> _Work task_
Identify each line below that contains the word "JSON", and copy it out.

*** Opening of Record set ***

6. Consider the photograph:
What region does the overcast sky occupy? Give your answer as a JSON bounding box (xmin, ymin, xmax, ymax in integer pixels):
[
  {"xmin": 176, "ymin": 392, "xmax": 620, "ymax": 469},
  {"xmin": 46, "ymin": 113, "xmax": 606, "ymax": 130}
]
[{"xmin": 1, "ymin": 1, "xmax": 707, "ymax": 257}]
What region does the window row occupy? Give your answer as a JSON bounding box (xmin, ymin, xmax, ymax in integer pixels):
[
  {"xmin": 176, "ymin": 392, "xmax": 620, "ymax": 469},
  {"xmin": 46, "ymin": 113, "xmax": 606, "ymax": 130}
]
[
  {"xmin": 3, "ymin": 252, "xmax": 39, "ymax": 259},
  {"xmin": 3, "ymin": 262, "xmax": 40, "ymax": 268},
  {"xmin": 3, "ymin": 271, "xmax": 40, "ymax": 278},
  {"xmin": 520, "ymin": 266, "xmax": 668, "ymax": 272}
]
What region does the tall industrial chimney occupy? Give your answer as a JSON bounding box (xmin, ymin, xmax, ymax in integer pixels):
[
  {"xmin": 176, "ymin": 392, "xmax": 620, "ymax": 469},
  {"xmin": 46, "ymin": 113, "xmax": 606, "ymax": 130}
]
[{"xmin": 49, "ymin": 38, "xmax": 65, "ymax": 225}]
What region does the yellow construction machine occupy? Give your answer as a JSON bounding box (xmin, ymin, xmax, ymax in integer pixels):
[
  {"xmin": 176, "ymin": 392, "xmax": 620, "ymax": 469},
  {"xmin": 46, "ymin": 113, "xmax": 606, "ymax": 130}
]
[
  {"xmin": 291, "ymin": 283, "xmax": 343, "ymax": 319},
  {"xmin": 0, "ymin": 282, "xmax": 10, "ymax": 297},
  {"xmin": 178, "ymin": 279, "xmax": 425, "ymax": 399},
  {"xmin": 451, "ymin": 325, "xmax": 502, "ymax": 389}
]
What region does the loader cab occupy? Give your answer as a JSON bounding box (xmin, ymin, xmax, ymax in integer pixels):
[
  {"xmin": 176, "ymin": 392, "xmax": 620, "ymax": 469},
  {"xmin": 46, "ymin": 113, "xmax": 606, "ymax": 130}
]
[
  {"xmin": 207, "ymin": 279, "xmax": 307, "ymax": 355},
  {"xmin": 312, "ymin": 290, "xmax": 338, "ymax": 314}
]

*** Close of Record set ***

> _Result_
What region does the overcast sky occupy? Give your answer as a JSON bounding box (xmin, ymin, xmax, ymax in integer pixels):
What region does the window row occupy? Give your answer as a JSON bounding box (xmin, ymin, xmax, ymax in integer pixels):
What region does the tall industrial chimney occupy? Give your answer as a JSON bounding box (xmin, ymin, xmax, ymax in integer pixels):
What region does the yellow construction machine occupy? Give your answer as a JSON bounding box (xmin, ymin, xmax, ymax in integer pixels):
What region does the loader cab occupy? Give your answer as a JSON bounding box (xmin, ymin, xmax, ymax in integer pixels):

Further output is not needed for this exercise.